> [GIVEN TEXT]:

Segment Open

TORRES: Absolutely. I think that's probably one of the things that really started wearing on all of us is that we had to decide, you know, what -- who we were taking, honestly. And we were initially triaging elderly children, women. And then we -- because, like you said, the helicopter is fairly small in cabinet space and we don't have a lot of, you know, we can't take too much weight on, we were very much triaging. And we had to make some really tough decisions.

We had to split up families, in some cases. But we made every effort to come back to that same place and pick up the rest of them. And it was very tough. And I think just talking amongst ourselves in between missions, that was probably one of the larger issues. You know, we were kind of wondering who are we to make these decisions, to be honest with you.

O'BRIEN: Yes. It's really a tough one. And it's stuff you've got to make right literally in the heat of battle there.

Lieutenant Carlisle, let's go back to you.

Those vexing decisions, you know, you take babies from parents because they want to get their babies safe and sound. And this is why there are so many families that are separated, in many respects, because of these sorts of rescues where parents would give up their babies and say come back and get me.

Segment Closed

> [RECORDS SUPPLIED]:
Segment Open

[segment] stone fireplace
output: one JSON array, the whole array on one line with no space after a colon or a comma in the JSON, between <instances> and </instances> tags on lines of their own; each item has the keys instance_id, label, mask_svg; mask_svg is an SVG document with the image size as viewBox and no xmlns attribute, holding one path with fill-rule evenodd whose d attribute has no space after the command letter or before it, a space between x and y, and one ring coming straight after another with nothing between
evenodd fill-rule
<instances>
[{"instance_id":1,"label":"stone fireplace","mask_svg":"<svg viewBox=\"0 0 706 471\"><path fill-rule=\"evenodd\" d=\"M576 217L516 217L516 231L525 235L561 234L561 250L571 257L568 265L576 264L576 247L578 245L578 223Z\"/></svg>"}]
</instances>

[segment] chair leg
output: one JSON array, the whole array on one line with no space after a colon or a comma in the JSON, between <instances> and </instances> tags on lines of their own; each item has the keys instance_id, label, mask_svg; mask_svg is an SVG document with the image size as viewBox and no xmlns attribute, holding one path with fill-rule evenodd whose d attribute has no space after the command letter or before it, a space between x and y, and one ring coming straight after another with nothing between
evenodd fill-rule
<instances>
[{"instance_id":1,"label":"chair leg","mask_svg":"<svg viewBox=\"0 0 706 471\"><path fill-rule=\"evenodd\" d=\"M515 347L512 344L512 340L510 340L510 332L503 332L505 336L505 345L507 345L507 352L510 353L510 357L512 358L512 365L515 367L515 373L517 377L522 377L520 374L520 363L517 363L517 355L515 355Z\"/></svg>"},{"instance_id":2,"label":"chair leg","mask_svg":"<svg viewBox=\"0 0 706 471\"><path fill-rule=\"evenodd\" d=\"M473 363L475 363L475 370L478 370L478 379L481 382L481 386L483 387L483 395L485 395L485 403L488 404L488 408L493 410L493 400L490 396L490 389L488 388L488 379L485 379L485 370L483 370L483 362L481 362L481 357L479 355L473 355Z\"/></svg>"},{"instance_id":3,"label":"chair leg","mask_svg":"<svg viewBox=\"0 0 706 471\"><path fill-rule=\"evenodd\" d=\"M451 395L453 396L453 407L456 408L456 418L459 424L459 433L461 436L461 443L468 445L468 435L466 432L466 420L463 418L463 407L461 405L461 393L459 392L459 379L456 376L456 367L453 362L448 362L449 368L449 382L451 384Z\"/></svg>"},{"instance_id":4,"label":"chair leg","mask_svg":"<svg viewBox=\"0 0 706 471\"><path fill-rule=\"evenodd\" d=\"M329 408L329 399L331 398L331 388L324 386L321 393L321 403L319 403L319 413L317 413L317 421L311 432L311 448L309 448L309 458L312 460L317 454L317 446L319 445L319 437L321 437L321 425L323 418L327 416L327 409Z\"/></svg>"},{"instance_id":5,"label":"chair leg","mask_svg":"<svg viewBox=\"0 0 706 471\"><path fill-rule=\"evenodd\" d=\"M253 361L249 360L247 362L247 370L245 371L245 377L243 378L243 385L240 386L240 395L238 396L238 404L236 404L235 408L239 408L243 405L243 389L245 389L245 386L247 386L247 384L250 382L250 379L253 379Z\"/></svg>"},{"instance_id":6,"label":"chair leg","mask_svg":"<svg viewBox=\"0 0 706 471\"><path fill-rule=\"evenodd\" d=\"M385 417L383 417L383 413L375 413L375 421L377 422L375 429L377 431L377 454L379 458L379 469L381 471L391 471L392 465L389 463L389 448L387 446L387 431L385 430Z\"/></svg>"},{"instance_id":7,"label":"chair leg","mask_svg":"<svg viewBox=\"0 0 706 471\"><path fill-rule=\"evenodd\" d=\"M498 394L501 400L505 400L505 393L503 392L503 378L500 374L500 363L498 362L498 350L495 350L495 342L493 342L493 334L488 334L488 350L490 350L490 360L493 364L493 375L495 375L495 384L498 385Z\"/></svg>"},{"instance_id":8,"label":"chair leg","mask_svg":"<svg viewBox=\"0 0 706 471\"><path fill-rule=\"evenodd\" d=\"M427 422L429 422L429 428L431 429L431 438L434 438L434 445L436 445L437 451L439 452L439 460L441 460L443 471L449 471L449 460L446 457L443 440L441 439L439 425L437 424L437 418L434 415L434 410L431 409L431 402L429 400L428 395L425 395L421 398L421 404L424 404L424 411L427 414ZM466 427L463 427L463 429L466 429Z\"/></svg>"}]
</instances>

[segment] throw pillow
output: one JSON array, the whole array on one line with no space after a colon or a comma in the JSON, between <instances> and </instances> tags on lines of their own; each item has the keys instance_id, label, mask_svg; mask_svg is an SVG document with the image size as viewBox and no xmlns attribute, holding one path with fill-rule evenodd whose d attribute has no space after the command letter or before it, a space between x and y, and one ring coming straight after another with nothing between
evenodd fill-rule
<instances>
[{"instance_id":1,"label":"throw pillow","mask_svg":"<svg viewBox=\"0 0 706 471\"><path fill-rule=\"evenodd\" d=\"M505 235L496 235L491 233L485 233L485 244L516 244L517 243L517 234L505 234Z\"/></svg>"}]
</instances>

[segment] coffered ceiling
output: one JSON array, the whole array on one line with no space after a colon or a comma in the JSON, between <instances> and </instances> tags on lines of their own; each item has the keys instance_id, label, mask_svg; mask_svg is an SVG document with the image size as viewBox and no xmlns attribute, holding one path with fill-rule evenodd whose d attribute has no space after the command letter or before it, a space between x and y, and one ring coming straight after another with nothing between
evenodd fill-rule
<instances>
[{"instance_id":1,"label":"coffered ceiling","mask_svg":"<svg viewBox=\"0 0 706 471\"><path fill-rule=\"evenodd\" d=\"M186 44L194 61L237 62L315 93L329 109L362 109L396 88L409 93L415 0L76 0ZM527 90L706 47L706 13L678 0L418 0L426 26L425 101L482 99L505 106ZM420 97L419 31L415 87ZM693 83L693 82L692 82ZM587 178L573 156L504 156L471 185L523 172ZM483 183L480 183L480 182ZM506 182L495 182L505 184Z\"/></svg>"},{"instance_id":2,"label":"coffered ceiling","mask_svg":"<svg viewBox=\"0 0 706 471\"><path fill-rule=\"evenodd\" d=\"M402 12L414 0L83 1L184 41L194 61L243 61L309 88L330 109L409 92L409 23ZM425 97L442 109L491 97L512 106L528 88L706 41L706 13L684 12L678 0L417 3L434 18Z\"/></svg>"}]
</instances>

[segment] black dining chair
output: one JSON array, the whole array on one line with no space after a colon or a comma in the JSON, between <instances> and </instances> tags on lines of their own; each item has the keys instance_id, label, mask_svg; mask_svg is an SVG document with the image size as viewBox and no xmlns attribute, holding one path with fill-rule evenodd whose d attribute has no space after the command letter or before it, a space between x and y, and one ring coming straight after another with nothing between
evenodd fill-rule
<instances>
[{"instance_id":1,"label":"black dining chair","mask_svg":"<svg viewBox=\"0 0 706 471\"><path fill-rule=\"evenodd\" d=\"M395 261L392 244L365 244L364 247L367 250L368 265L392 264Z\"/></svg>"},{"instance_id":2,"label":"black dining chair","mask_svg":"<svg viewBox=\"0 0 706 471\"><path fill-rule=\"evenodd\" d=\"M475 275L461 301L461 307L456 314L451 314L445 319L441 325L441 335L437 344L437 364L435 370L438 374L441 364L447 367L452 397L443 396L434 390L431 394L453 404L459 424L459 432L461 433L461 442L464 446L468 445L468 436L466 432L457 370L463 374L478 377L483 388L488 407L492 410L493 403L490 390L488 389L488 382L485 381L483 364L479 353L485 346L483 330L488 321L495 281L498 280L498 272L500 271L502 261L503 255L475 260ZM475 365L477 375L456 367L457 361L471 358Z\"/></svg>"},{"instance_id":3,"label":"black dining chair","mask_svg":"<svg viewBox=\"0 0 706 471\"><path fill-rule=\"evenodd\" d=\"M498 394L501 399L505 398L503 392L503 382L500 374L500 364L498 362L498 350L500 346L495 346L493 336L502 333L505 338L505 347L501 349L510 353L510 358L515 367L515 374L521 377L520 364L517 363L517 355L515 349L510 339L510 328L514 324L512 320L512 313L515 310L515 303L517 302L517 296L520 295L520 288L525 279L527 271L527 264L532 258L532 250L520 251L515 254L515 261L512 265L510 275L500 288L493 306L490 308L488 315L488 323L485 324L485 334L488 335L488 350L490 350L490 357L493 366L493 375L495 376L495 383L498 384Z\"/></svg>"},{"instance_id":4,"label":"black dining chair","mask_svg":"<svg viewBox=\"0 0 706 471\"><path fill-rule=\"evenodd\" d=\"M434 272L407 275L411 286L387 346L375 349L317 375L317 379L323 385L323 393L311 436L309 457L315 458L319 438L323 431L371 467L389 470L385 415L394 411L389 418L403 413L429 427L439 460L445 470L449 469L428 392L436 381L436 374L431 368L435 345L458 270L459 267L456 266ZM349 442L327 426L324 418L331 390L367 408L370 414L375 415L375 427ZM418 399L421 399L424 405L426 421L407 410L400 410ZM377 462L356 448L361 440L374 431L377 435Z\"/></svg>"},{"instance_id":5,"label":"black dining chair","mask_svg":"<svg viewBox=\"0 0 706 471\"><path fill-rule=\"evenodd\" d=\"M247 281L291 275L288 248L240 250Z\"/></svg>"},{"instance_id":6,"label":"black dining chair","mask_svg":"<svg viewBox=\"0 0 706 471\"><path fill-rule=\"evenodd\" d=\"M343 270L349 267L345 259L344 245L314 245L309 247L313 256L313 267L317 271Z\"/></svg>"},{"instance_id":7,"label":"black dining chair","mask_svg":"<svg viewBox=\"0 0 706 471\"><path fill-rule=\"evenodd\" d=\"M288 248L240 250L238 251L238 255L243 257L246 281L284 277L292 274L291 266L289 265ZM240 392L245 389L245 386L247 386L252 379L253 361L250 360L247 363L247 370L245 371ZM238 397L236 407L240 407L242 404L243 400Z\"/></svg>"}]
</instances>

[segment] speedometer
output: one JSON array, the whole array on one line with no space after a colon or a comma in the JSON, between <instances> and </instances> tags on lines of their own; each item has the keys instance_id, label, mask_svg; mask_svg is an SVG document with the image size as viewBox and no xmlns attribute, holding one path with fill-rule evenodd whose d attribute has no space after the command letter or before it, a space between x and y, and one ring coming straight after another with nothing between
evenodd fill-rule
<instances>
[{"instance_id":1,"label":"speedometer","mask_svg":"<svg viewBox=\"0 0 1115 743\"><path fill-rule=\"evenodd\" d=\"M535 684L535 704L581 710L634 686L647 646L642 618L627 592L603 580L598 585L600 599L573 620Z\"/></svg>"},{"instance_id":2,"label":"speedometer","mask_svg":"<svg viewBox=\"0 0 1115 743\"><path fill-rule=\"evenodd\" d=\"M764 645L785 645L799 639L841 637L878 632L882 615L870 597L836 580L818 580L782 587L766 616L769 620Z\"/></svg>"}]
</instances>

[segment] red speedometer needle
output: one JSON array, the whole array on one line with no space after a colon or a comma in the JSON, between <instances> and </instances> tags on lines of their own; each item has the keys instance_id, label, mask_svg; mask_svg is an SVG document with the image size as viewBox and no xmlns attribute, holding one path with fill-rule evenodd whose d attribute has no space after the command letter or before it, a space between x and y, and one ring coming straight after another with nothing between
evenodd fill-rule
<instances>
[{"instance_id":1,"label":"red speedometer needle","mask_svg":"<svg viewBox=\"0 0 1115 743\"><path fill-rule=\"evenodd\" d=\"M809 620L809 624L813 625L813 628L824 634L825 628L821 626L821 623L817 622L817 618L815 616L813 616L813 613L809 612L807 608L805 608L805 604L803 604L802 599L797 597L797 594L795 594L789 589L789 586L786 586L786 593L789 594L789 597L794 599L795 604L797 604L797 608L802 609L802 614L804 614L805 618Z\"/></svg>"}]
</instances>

Segment Closed

> [TASK INSTRUCTIONS]:
[1] Write out the passage of the rescue transcript from "O'BRIEN: Yes. It's" to "back to you.".
[2] List every person named in the rescue transcript.
Work only from the rescue transcript and ignore the records.

> [RESULTS OF THE EXERCISE]:
[1]
O'BRIEN: Yes. It's really a tough one. And it's stuff you've got to make right literally in the heat of battle there.

Lieutenant Carlisle, let's go back to you.

[2]
Torres
O'Brien
Lieutenant Carlisle